HOW TO COMPLETE THIS TASK:
Copy every entry exactly as given, minus the images.

Photo-based referring expression data
************

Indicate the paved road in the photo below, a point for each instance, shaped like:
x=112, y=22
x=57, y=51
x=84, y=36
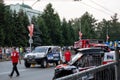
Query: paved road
x=34, y=73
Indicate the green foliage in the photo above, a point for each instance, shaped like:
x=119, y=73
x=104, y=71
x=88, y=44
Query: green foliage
x=50, y=30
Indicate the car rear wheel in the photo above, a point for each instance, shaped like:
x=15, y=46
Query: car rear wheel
x=44, y=63
x=27, y=65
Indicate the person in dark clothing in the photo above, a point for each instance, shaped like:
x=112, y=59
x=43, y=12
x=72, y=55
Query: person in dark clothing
x=15, y=59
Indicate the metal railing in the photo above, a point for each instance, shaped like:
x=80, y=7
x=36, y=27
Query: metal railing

************

COMPLETED TASK:
Indicate the paved road in the photo below, a point for each instance, shaped like:
x=112, y=22
x=57, y=51
x=84, y=36
Query: paved road
x=34, y=73
Indicate the green foliage in the photo above, a point for each instance, shaped like:
x=119, y=73
x=104, y=71
x=88, y=44
Query: green foliage
x=50, y=30
Indicate the car rear wheel in the photo above, a point for each instance, shaped like:
x=15, y=46
Query: car rear wheel
x=44, y=63
x=27, y=65
Indicate the person in dark clothing in the photo above, a point for each instance, shaped like:
x=112, y=59
x=43, y=12
x=72, y=55
Query: person in dark clothing
x=15, y=59
Indicate the metal railing in the photo above, a point for each instance, shaped like:
x=80, y=7
x=36, y=27
Query: metal railing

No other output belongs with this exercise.